Buenaventura Press
- Status: Defunct (2010)
- Founded: 2004
- Founder: Alvin Buenaventura
- Successor: Pigeon Press (2010–2016)
- Country of origin: U.S.
- Headquarters location: Oakland, California
- Publication types: Comics
- Official website: www.buenaventurapress.com

= Buenaventura Press =

American publisher and distributor of comics

Buenaventura Press was a publisher and distributor for comics, prints, anthologies and graphic novels based in Oakland, California, run by Alvin Buenaventura.

==Publishing history==
Buenaventura Press originally specialized in handcrafted fine press prints, producing works for Gary Panter, Daniel Clowes, Julie Doucet, Chris Ware and others, before it extended its operations to publishing works in various book formats.

The company closed in January 2010, in many ways because of the costs involved in publishing Kramers Ergot #7 (which appeared in 2008 at a retail price of $125).

**Problem A**: According to the Buenaventura Press article, what did the company originally specialize in?
**Problem B**: Translate this sentence from the Buenaventura Press article into Spanish: "The company closed in January 2010, in many ways because of the costs involved in publishing Kramers Ergot #7 (which appeared in 2008 at a retail price of $125)."
The lines that follow are separate material and have no connection to the Buenaventura Press article.

**Material provided**:

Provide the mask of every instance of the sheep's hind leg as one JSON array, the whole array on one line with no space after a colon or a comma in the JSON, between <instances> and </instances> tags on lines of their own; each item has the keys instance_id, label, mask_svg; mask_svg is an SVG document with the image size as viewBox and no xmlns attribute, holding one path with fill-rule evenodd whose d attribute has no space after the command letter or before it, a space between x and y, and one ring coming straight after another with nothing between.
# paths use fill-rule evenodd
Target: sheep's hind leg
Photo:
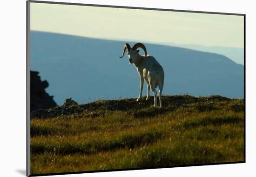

**Correct result A**: Handcrafted fine press prints.

**Correct result B**: La empresa cerró en enero de 2010, en muchos sentidos debido a los costos que implicó la publicación de Kramers Ergot #7 (que apareció en 2008 a un precio de venta de 125 dólares).